[Point-per-instance localization data]
[Start of section]
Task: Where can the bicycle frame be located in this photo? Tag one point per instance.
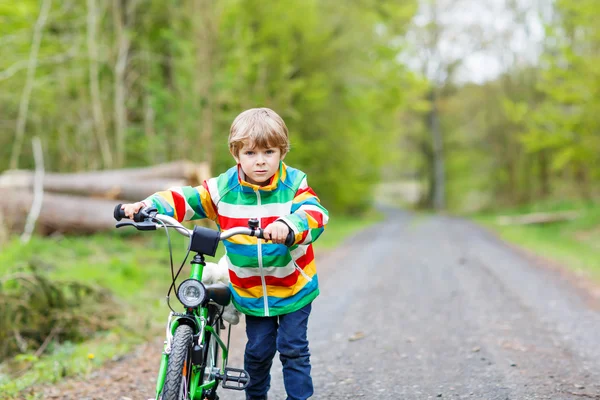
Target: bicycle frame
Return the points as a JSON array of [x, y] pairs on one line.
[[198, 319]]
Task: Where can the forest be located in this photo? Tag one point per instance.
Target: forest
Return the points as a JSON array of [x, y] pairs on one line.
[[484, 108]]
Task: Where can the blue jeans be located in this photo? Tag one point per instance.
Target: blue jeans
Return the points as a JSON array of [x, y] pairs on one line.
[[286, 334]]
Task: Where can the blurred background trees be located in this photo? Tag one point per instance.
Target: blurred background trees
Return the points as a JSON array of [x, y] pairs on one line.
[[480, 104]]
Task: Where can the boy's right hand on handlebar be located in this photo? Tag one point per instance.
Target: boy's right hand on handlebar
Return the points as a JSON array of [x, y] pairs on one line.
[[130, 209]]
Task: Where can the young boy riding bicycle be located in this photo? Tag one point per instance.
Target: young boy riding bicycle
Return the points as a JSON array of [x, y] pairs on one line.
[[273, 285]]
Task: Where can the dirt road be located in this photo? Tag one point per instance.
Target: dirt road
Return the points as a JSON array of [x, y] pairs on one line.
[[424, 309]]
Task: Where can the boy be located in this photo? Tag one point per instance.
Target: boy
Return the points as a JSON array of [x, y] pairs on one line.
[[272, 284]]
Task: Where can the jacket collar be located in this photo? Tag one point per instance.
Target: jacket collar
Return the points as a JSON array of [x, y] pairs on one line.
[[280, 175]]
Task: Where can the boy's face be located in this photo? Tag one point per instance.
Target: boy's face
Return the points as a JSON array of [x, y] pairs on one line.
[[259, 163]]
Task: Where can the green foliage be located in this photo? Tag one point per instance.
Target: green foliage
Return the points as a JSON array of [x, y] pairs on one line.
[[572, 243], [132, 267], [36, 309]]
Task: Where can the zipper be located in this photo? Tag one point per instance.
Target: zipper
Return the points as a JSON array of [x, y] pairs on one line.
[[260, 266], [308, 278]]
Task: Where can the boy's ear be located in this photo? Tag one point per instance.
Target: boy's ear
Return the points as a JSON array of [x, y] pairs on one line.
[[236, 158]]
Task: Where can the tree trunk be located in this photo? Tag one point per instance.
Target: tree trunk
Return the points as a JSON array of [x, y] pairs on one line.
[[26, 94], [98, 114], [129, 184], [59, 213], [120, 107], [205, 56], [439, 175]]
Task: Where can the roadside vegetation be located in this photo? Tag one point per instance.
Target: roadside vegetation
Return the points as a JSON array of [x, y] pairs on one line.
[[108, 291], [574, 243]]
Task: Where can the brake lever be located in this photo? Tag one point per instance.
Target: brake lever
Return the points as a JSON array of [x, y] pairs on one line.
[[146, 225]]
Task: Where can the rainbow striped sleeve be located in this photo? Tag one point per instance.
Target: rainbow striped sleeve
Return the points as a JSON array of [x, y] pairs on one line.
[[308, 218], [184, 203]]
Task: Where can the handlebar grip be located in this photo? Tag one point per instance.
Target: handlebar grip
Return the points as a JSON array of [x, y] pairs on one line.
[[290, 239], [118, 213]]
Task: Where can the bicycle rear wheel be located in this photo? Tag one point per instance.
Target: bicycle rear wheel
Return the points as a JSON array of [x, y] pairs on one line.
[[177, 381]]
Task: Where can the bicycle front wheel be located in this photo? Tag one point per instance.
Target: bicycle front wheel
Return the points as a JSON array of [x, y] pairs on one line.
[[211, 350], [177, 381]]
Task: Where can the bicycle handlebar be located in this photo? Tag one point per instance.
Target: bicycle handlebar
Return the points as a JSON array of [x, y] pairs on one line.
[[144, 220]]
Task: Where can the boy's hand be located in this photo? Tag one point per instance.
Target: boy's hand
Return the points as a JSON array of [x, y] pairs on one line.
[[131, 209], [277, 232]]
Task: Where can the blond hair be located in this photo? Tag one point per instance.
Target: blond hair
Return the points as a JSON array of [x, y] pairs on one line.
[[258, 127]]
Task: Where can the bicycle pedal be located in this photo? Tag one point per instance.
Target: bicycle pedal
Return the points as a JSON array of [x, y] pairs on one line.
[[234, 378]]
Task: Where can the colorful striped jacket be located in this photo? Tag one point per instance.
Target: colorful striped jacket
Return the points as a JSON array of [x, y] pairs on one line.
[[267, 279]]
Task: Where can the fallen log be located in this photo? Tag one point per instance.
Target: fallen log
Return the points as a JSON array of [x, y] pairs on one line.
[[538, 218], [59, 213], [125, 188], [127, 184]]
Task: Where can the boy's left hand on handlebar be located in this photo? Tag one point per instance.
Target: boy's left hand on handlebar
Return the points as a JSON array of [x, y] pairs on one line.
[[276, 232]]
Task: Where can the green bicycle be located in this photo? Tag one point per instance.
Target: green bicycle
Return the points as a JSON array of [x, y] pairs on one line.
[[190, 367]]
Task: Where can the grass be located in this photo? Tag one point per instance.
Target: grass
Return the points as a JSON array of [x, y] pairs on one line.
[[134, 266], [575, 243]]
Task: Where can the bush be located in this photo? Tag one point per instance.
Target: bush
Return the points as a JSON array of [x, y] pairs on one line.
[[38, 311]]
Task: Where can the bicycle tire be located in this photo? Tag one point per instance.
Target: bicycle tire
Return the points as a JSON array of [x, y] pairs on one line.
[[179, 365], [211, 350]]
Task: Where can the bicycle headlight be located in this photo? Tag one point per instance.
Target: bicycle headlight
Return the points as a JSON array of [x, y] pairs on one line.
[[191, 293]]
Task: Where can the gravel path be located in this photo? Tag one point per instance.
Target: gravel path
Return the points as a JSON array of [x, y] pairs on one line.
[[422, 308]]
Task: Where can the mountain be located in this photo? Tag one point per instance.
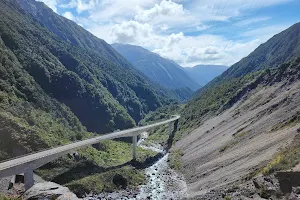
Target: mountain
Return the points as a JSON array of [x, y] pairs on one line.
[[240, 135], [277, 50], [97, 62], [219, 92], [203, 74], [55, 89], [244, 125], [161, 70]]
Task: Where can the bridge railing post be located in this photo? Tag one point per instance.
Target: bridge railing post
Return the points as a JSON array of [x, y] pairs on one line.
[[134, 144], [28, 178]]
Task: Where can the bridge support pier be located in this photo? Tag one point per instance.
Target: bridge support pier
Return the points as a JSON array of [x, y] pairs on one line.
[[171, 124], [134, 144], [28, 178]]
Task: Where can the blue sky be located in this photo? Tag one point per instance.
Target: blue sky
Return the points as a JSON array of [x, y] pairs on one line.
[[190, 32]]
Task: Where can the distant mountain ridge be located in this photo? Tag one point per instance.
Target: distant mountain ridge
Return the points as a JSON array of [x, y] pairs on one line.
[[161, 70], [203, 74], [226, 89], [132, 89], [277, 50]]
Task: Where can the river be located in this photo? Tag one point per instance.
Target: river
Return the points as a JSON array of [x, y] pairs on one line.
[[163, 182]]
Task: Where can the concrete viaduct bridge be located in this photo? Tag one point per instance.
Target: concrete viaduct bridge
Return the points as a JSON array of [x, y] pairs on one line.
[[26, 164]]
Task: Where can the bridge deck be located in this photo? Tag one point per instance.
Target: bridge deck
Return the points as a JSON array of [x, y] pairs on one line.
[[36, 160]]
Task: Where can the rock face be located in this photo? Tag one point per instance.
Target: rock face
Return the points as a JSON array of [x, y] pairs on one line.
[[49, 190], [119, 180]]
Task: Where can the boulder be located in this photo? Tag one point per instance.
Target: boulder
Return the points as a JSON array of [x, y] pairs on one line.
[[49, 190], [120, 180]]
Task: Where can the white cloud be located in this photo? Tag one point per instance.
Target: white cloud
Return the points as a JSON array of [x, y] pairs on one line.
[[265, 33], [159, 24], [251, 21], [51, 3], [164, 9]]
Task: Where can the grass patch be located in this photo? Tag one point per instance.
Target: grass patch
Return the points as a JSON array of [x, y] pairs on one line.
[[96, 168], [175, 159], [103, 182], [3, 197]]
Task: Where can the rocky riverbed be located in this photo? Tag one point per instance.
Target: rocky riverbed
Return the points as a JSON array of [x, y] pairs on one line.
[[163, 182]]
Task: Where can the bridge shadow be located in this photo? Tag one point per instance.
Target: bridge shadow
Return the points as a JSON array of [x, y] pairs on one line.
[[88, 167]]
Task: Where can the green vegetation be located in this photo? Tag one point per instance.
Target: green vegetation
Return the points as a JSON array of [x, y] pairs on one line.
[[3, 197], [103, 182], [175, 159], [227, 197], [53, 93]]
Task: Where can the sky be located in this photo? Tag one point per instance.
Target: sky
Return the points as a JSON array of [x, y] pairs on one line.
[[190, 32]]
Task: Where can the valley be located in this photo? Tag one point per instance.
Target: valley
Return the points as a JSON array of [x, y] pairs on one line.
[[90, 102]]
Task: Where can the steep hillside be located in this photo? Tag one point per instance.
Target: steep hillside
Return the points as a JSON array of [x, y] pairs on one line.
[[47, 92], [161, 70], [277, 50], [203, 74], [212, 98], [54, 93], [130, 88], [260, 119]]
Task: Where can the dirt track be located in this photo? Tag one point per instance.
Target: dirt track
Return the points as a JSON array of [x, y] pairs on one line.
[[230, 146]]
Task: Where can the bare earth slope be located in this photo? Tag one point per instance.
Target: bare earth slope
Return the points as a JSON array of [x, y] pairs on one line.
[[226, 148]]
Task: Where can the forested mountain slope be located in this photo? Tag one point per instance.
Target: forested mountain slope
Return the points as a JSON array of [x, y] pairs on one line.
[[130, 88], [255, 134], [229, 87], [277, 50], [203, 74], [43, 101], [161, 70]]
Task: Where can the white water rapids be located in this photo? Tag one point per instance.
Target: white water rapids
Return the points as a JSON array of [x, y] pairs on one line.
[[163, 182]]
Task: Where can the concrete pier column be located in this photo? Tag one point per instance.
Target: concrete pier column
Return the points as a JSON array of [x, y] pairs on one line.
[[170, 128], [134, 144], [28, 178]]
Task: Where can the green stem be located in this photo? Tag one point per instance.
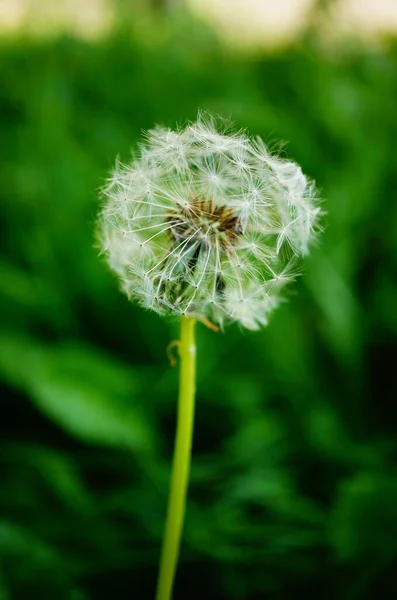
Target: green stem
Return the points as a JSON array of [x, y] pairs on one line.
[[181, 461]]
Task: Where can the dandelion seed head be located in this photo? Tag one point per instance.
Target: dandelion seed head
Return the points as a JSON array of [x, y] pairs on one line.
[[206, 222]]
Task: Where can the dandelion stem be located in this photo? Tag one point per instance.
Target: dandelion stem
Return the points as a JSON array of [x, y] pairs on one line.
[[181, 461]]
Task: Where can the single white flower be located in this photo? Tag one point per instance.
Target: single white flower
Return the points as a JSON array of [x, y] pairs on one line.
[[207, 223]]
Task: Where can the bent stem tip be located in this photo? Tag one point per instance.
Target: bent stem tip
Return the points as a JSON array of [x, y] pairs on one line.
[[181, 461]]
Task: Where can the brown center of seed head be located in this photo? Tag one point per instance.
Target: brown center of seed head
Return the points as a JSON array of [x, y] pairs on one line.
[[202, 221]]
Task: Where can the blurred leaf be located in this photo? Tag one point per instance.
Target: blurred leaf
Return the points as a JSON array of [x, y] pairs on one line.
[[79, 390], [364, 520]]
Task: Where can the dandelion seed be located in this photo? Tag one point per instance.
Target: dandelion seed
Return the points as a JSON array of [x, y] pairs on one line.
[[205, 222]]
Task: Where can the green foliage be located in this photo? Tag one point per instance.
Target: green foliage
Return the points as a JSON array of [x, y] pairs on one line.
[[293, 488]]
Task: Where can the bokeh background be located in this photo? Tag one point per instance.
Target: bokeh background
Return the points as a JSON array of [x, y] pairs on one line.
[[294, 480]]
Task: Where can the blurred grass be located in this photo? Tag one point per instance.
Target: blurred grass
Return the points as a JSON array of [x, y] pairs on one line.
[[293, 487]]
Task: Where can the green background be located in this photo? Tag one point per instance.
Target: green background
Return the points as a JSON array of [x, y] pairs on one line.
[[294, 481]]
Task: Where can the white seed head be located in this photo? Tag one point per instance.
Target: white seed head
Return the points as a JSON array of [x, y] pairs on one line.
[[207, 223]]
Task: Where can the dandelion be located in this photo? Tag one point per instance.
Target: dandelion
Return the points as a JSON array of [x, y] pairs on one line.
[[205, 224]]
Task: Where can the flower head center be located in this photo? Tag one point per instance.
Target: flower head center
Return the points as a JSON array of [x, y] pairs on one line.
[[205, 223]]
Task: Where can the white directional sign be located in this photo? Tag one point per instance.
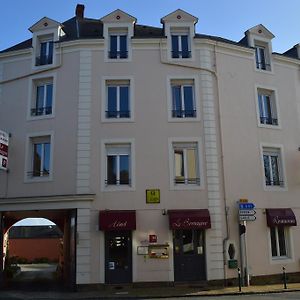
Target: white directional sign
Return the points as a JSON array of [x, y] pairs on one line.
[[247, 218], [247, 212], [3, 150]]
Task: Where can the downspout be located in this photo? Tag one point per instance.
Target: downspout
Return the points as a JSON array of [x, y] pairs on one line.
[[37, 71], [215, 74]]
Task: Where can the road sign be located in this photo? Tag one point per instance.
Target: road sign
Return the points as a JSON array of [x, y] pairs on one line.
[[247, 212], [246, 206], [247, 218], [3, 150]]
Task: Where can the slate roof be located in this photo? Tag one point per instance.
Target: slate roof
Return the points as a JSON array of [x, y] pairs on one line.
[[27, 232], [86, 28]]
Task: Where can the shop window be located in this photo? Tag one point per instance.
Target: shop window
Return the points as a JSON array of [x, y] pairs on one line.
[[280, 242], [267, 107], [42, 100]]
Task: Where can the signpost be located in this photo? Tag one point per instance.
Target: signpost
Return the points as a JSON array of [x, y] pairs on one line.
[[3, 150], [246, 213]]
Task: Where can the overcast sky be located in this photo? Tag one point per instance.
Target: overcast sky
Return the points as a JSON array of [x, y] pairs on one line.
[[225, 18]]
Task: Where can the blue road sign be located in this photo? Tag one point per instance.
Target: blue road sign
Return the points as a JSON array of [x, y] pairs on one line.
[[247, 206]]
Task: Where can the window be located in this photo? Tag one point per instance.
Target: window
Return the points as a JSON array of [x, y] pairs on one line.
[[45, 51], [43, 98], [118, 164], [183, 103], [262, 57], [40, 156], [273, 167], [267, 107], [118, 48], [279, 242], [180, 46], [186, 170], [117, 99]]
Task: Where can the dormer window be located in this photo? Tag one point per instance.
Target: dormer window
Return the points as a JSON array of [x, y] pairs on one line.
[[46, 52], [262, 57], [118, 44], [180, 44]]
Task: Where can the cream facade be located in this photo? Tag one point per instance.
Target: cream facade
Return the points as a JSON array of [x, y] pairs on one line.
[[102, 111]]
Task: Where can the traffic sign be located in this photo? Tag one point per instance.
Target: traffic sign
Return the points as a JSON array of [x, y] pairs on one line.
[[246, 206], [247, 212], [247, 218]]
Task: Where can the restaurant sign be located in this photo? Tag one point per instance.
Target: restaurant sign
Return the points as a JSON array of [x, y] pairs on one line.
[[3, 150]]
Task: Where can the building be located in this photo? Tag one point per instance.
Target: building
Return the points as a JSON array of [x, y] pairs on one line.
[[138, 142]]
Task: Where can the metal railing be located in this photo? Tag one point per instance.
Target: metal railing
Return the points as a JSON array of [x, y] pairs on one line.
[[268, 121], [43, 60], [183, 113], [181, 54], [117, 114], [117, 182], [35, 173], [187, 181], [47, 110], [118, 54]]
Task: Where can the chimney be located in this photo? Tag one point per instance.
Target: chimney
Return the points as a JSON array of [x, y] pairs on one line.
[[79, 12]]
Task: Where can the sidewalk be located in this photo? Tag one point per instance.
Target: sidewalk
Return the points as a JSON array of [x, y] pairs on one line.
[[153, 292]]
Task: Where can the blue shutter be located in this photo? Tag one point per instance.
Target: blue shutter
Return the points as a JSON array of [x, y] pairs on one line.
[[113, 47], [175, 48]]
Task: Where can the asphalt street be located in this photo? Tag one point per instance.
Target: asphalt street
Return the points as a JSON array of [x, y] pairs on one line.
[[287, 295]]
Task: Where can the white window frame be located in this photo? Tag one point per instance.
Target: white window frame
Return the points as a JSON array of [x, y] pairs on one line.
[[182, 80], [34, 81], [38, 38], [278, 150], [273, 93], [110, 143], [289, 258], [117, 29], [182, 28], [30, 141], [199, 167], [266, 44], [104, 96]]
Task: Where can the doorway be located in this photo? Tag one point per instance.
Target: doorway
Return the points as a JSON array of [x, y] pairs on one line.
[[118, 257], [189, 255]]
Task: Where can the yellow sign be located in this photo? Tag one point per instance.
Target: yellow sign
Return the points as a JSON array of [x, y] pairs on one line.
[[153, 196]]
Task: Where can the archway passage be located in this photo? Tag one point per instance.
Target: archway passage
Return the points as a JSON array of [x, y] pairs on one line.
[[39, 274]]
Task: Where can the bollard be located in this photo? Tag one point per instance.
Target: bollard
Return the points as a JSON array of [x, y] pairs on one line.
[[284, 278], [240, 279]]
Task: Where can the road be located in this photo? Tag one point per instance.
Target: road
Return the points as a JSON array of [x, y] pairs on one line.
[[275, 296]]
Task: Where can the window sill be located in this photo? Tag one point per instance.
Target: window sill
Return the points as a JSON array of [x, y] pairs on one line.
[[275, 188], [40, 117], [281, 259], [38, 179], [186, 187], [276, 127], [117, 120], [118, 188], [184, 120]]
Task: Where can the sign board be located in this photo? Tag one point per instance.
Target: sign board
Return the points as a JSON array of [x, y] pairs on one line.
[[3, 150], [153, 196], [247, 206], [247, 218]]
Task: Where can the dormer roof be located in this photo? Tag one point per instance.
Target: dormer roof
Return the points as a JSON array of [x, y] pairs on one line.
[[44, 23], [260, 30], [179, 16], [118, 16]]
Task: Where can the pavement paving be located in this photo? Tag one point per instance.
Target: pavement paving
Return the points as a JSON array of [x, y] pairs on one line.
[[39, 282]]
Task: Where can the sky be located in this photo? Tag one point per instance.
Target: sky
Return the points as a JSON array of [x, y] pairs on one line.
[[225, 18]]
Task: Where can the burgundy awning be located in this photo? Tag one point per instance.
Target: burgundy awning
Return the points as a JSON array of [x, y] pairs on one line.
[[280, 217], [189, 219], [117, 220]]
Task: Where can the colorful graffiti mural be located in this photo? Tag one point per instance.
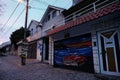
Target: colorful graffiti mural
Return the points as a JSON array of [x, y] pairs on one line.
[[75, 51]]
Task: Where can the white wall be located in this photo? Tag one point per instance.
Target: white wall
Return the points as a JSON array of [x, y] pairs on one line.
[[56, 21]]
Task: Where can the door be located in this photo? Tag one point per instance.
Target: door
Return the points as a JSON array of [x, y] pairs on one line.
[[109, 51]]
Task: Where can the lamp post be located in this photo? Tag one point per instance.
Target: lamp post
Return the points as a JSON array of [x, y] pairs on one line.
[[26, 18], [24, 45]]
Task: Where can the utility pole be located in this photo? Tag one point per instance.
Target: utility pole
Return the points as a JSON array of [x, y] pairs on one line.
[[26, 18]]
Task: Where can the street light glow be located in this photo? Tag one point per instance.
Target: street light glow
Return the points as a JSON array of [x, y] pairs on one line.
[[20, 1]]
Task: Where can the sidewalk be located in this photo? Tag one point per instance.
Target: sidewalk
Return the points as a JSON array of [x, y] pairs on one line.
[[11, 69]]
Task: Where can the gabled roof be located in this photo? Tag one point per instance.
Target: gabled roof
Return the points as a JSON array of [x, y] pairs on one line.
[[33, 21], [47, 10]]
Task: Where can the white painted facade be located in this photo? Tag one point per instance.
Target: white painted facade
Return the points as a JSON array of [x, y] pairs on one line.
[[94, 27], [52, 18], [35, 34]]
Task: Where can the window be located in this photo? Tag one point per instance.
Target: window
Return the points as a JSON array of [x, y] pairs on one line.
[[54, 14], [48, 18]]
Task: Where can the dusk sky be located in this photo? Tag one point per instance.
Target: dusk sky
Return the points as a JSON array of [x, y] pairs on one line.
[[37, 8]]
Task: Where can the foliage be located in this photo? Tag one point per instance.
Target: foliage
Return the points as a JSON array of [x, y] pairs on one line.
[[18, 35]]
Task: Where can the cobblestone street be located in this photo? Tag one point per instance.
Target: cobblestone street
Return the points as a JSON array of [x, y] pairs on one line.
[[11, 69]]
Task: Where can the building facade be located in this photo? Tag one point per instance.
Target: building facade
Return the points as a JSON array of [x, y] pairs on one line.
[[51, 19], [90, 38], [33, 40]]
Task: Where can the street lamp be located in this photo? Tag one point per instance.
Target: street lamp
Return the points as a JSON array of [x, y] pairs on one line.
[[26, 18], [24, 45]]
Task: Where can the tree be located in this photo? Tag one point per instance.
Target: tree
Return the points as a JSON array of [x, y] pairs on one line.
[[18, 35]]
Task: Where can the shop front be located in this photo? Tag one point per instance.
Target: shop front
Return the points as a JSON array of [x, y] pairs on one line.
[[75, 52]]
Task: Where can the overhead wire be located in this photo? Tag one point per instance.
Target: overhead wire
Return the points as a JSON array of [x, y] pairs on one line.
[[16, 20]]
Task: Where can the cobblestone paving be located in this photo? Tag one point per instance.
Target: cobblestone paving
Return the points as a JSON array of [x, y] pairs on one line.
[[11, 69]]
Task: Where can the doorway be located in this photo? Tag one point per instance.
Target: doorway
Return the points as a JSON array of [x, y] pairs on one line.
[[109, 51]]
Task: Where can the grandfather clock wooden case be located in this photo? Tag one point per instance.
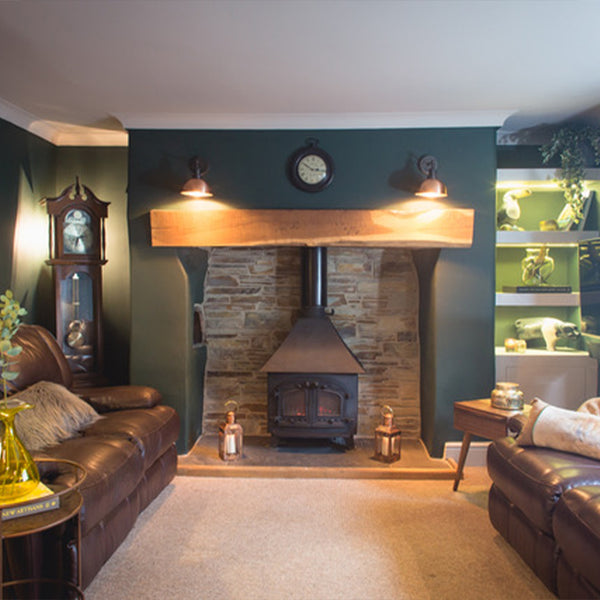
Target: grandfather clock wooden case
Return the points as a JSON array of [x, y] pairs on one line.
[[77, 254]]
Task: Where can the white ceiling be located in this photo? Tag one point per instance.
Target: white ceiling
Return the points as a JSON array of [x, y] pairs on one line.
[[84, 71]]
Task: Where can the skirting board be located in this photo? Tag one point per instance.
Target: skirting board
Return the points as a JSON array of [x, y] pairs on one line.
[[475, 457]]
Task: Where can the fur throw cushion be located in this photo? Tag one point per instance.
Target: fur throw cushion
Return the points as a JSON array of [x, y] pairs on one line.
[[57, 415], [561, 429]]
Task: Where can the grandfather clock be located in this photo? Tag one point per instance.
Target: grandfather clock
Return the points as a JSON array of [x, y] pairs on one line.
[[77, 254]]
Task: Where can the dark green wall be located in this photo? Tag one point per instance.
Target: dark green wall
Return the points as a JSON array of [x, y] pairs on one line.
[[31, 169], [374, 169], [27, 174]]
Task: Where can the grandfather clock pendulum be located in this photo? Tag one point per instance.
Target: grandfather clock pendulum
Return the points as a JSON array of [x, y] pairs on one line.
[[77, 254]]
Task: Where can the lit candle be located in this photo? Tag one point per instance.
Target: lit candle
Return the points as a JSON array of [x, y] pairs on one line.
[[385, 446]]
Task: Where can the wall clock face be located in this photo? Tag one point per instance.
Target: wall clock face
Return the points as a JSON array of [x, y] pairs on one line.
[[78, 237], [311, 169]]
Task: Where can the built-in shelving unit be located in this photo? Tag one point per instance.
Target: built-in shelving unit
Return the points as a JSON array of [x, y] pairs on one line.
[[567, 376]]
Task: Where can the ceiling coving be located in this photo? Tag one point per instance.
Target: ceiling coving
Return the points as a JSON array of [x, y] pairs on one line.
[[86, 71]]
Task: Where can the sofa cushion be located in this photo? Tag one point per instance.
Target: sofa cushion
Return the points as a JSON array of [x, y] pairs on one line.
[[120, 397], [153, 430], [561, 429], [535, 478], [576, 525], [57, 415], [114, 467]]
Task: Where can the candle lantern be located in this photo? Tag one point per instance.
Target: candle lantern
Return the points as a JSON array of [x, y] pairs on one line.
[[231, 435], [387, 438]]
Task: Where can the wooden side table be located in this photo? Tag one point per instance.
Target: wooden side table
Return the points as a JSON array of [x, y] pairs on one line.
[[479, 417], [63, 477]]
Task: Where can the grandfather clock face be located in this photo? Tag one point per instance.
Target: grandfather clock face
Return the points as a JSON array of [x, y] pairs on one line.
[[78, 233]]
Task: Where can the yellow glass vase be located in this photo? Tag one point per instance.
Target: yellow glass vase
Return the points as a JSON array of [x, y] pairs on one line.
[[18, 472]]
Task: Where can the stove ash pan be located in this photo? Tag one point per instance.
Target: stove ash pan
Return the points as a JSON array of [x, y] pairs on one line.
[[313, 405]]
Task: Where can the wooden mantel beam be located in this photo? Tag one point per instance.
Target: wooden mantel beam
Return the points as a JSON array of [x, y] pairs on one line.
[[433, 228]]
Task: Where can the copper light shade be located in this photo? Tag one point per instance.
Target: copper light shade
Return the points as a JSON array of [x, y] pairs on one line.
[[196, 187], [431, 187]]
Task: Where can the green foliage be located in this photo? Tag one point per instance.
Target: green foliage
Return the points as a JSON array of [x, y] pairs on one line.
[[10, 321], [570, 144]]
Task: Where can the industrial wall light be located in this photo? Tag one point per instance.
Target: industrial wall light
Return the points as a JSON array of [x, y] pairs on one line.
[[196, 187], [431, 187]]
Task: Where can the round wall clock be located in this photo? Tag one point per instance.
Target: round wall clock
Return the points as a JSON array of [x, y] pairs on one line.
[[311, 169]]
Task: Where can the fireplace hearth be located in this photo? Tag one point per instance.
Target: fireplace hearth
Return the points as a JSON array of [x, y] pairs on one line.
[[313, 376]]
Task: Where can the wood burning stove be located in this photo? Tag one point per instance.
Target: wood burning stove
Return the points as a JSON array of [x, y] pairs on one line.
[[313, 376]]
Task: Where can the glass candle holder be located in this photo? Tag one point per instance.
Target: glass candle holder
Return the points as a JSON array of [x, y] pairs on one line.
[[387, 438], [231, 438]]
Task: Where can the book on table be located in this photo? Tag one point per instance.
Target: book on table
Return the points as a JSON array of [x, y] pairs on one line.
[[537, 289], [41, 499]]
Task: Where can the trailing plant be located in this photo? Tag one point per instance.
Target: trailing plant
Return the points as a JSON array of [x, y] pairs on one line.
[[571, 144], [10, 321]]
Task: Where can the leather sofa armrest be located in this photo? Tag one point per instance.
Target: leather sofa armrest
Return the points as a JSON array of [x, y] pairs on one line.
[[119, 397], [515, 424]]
[End of section]
EXERCISE GOAL:
Write down exactly the span of lines above from the one containing "Task: Where can the bicycle pedal" to the one containing "Target: bush", both ends included.

TASK RESULT:
Task: Where can the bicycle pedal be located in this photo? Tag one point per instance.
Target: bicycle pedal
Return the points as a JSON array of [x, y] pairs on one line.
[[234, 378]]
Task: Where can the colorful striped jacket be located in this photo? Tag one point per instance.
Target: colorful striped jacket
Return the points as a JSON array of [x, y] pairs on one line.
[[267, 279]]
Task: Where can the fallen log be located in this photo? Tag one point per instance.
Target: fallen log
Return the points as a JSON array of [x, y] pairs on one line.
[[538, 218], [59, 213], [125, 188], [127, 184]]
Task: Where can the boy's left hand on handlebar be located in this photo? Tag one point per instance.
Target: boy's left hand on handlebar
Return the points as a JSON array of [x, y] pairs on one line.
[[276, 232]]
Task: Where can the green bicycle be located in this photo? Tag one point per instance.
Target: green bicycle
Return the points as a JSON array of [x, y] pairs on one line.
[[190, 367]]
Task: Where can the grass be located in this photo? Tag one point per instance.
Target: grass
Return the points as a JSON array of [x, y] pairs on one line.
[[134, 266], [575, 243]]
Task: Where can the bush be located in this photo? Tag one point per instance.
Target: bush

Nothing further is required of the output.